What to do:
A. According to the page about the Sugar Ray song "Every Morning," what song appeared as its B-side?
B. Summarize the page about the Sugar Ray song "Every Morning" in two sentences.
Text excerpt: Begin
Single by Sugar Ray

from the album 14:59
- B-side: "Even Though"
- Released: January 25, 1999
- Studio: Swing House; Sunset Sound; Ocean Way Recording; Studio 56 (Los Angeles);
- Genre: Alternative rock; flamenco pop;
- Length: 3:39
- Label: Atlantic; Lava;
- Songwriters: Sugar Ray; David Kahne; Richard Bean; Abel Zarate; Pablo Tellez;
- Producer: David Kahne

Sugar Ray singles chronology
| "RPM" (1997) | "Every Morning" (1999) | "Falls Apart" (1999) |

Music video
- "Every Morning" on YouTube

= Every Morning (Sugar Ray song) =

1999 single by Sugar Ray

"Every Morning" is a song by American rock band Sugar Ray, released as the lead single from their third studio album, 14:59 (1999). The track is an alternative rock and flamenco pop song that references Malo's "Suavecito" and Hugh Masekela's "Grazing in the Grass". Serviced to US radio in December 1998, "Every Morning" was physically released in Japan in January 1999 and in the United States that March, making it Sugar Ray's first commercially available single in the US.
Text excerpt: End
Study material: Begin
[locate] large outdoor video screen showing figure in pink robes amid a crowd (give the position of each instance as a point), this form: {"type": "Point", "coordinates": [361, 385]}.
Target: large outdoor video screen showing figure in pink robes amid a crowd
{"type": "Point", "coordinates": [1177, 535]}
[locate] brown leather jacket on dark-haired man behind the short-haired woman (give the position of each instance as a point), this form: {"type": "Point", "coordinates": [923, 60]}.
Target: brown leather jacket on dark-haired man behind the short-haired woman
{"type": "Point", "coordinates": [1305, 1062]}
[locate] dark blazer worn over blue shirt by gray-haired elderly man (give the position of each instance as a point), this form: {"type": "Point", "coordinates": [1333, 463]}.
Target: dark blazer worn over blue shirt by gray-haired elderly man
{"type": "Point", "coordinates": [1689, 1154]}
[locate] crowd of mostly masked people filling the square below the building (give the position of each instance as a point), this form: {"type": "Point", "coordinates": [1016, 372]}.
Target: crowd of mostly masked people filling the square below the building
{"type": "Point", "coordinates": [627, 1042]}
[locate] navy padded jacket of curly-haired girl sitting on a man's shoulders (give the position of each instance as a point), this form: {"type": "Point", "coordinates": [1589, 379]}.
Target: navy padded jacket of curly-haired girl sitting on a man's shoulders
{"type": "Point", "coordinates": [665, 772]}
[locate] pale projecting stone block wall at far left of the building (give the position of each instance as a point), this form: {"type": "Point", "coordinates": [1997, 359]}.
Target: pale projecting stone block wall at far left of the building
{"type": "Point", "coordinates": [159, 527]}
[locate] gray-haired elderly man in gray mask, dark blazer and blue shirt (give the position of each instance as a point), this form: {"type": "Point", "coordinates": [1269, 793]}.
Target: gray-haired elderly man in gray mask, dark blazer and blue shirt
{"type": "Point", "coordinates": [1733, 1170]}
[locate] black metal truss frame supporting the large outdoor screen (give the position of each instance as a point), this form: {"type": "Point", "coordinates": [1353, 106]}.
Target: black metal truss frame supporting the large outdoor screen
Study material: End
Answers to the exercise:
A. "Even Though"

B. "Every Morning" is an alternative rock and flamenco pop song by the American rock band Sugar Ray, released as the lead single from their third studio album, 14:59 (1999), and it references Malo's "Suavecito" and Hugh Masekela's "Grazing in the Grass." After being serviced to US radio in December 1998, it was physically released in Japan in January 1999 and in the United States that March, becoming the band's first commercially available single in the US.